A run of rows
·····

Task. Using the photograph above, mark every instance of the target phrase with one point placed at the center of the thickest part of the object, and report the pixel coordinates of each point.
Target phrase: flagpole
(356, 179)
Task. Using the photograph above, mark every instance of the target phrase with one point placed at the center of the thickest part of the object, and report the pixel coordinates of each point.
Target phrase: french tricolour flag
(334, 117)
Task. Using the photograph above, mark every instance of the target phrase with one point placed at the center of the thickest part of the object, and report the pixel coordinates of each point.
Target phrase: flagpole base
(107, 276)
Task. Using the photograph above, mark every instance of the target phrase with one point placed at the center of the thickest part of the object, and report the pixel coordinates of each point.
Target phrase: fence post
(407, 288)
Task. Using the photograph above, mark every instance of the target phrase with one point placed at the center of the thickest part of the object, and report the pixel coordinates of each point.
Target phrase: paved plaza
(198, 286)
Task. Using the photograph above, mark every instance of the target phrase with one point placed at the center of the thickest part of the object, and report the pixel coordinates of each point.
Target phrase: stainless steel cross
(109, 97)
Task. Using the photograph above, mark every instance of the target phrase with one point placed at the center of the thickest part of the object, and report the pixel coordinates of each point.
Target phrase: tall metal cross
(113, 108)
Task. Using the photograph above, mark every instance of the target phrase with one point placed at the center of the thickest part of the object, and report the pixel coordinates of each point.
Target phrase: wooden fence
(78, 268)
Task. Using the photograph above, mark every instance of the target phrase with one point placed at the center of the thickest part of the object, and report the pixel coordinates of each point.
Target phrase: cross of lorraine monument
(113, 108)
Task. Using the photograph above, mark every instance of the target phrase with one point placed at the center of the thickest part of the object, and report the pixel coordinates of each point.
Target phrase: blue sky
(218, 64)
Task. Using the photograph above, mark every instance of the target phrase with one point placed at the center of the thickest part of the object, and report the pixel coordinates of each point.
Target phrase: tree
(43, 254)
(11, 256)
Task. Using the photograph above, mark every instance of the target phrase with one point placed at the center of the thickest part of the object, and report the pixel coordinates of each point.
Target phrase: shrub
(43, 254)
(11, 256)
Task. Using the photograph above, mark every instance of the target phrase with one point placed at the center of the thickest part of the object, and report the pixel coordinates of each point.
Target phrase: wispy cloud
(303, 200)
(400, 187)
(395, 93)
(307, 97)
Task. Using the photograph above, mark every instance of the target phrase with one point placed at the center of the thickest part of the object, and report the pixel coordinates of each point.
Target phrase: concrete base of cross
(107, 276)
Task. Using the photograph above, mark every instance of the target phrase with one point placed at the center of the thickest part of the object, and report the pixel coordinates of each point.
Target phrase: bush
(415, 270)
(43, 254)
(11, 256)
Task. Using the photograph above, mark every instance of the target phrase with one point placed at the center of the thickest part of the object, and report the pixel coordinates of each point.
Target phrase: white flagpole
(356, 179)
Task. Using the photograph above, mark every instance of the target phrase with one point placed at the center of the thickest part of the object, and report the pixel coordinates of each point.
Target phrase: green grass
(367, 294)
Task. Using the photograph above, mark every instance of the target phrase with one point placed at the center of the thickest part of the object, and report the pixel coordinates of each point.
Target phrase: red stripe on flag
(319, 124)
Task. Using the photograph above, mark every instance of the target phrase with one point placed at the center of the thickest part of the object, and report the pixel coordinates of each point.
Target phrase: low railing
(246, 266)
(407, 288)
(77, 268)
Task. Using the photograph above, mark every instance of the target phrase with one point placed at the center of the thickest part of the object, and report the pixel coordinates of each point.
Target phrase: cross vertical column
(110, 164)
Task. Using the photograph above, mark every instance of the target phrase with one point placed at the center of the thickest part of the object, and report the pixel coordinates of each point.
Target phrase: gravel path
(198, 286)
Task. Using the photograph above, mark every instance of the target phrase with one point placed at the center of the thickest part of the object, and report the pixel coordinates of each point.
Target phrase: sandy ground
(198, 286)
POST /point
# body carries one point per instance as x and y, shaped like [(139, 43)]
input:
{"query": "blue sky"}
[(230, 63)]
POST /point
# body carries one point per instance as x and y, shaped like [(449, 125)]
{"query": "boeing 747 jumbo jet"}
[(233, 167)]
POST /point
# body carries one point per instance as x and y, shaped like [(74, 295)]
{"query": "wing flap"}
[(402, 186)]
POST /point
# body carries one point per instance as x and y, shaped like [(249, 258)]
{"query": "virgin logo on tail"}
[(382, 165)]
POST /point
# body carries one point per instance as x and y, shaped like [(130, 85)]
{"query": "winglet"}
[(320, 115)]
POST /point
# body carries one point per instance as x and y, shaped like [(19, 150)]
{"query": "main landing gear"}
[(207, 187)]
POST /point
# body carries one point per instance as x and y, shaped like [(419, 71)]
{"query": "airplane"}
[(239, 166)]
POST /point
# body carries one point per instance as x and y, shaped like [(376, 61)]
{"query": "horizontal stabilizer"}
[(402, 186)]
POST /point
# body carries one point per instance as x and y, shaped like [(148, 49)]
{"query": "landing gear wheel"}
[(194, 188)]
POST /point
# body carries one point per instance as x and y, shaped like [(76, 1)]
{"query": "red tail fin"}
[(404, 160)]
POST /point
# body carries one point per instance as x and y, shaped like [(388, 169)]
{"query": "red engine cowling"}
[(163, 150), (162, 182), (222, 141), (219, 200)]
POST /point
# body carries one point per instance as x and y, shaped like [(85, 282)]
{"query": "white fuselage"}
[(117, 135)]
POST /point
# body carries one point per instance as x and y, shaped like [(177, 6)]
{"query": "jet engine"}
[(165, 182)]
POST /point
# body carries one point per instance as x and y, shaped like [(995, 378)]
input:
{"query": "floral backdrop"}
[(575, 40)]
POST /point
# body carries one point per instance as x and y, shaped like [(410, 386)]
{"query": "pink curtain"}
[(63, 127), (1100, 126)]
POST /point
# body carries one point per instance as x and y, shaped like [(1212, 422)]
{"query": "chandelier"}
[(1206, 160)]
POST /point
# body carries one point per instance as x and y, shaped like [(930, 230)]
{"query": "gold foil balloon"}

·····

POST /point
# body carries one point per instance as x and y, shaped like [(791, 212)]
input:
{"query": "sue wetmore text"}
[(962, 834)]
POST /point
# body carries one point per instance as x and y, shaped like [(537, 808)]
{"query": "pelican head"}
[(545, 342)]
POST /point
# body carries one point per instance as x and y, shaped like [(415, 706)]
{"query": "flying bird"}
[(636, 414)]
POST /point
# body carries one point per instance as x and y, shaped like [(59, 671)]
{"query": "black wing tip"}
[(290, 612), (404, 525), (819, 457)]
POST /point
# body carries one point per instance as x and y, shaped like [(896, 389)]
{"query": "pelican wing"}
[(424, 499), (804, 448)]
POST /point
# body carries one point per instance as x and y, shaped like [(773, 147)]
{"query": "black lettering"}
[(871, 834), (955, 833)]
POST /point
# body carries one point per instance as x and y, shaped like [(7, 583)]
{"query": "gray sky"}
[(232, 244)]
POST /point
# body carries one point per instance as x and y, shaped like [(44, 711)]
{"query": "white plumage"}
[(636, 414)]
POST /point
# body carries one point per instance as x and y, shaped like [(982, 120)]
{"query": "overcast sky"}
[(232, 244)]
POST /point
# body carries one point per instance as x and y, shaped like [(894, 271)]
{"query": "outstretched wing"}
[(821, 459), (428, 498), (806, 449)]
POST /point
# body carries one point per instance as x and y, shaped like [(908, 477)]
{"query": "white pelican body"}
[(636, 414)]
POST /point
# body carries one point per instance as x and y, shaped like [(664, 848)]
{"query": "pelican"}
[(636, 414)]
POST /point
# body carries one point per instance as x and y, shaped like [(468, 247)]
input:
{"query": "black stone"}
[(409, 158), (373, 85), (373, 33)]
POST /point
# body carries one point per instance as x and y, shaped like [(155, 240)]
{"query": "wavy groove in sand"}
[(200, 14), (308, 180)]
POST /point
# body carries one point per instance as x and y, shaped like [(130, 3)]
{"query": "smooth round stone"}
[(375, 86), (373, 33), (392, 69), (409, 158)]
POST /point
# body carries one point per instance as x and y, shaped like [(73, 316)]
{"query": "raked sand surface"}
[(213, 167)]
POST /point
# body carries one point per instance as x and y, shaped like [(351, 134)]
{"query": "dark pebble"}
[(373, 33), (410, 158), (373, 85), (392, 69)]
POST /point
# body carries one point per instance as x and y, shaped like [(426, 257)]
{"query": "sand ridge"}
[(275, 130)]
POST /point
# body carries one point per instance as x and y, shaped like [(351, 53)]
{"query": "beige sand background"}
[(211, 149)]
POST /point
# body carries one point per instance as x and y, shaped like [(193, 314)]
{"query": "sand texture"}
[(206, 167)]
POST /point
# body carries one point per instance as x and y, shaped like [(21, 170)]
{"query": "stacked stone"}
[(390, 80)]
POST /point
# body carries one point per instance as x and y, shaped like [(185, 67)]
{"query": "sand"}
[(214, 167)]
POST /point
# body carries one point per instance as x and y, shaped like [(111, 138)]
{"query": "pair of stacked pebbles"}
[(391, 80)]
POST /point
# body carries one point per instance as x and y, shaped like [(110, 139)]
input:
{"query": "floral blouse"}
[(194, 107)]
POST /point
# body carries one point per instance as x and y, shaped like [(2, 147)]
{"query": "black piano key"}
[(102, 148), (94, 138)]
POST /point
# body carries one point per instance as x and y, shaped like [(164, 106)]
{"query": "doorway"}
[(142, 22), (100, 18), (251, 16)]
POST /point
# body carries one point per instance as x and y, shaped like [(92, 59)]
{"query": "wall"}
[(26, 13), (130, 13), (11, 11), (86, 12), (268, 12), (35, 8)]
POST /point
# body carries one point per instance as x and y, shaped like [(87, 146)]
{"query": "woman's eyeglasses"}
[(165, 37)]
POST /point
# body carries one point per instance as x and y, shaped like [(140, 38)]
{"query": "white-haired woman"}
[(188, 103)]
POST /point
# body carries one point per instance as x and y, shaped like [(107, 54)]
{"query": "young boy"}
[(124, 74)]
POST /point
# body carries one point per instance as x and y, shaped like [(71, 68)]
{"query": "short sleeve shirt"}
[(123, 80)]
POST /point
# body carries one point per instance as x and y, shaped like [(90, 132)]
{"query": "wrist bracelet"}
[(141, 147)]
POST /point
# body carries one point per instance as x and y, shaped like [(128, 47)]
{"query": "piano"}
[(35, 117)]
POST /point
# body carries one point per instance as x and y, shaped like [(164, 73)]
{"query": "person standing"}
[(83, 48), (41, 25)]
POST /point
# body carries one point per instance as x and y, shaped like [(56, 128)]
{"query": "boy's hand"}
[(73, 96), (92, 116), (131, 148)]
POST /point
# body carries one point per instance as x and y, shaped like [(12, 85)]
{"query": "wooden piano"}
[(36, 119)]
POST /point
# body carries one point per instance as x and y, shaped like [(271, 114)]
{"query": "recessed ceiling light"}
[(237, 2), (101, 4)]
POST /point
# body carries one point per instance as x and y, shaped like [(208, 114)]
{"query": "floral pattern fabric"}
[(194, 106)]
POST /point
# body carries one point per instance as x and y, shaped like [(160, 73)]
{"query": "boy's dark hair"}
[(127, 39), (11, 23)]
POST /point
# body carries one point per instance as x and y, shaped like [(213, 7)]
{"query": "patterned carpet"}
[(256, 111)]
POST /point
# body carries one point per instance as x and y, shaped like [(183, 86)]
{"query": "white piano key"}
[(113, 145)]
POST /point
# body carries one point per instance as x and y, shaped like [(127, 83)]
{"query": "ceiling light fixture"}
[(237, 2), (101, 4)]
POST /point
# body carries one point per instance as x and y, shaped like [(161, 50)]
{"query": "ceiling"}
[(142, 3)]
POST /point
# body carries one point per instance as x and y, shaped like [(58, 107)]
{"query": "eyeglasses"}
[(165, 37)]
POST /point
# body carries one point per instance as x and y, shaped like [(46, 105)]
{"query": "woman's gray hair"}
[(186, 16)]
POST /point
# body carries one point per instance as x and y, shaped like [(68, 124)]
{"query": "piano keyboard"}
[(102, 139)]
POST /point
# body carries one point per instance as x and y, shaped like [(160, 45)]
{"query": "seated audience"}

·····

Pick out each line of the rows above that contains the string "white". Case counts.

Target phrase: white flagpole
{"query": "white fuselage"}
{"query": "white plumage"}
{"query": "white pelican body"}
{"query": "white-haired woman"}
{"query": "white piano key"}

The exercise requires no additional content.